Texto fornecido:
-- -- --

Filmes como "Sobrevivendo ao Natal", "Um Natal Muito, Muito Louco" e "Papai Noel às Avessas" zombam da data

Na tela, Natal se torna a estação do cinismo

SHARON WAXMAN
DO "NEW YORK TIMES", EM LOS ANGELES

O que aconteceu com as expressões de alegria e conforto?
No passado, os filmes de Natal eram definidos pelo exemplo da cálida jornada de James Stewart em "A Felicidade Não se Compra". Mais recentemente, as coisas se tornaram sombrias.
Com filmes como "Sobrevivendo ao Natal", "Um Natal Muito, Muito Louco" e "Papai Noel às Avessas", do ano passado, o Natal de acordo com Hollywood, se tornou algo a ser suportado, em vez de celebrado, e o sentimento vem gerando todo um gênero de filmes sazonais que criticam as festas em lugar de comemorá-las.
Em "Sobrevivendo ao Natal", que começa com uma velhinha se suicidando ao enfiar a cabeça no forno, Ben Affleck interpreta um executivo fútil que paga a uma família que vive na casa em que cresceu para recriar suas memórias natalinas de infância. Em "Um Natal Muito, Muito Louco", Tim Allen é atacado por todo o bairro ao decidir que vai passar as últimas semanas do ano no Caribe, em vez de tirar do porão seu boneco de neve natalino.
Os temas não são novos. O sucesso "Um Duende em Nova York", que faturou bem tanto nas bilheterias de cinema em 2003 quanto no mercado de DVDs neste ano, traz Will Ferrell como um eterno otimista que só se depara com cinismo e cara feia em sua visita a Manhattan na temporada de festas. E, em "Papai Noel às Avessas", Papai Noel é literalmente um vilão criminoso cujo plano é roubar uma loja de departamentos.
Já em 1989, "Férias Frustradas de Natal" zombava das festas. Mas foi o sucesso "Esqueceram de Mim", com Macaulay Culkin, em 1990, que realmente deu vida à tendência. No filme, um menino passa o Natal sozinho em casa, impedindo que bandidos cometam um roubo. De lá para cá, Hollywood desenvolveu um subgênero de comédias natalinas, entre as quais "Meu Papai É Noel", de 1994, e a continuação, filmada em 2002; "Um Herói de Brinquedo", de 1996; e "O Grinch" (2000).
Será o fim da ingenuidade natalina? Hoje em dia, "as pessoas zombam do Natal", diz David Thomson, historiador do cinema que acaba de publicar uma história da indústria cinematográfica, "The Whole Equation" [A Equação Inteira]. "Acredito que hoje o mais comum seja interpretar o Natal como essa pavorosa ocasião familiar que reúne parentes que não se gostam para beber e brigar. Muitos dos filmes de Natal recentes funcionam desse jeito."

-- -- --

Dados coletados:

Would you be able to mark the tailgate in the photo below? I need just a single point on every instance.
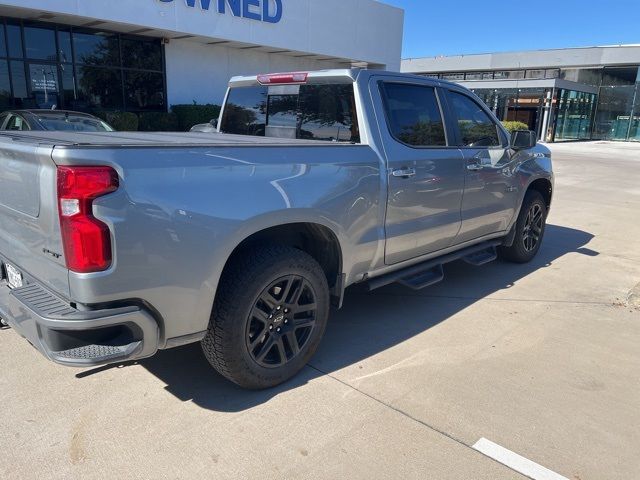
(29, 225)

-- -- --

Instruções de trabalho:
De acordo com o texto sobre os filmes de Natal, qual ator interpreta o executivo fútil em "Sobrevivendo ao Natal"?

Solução:
Ben Affleck.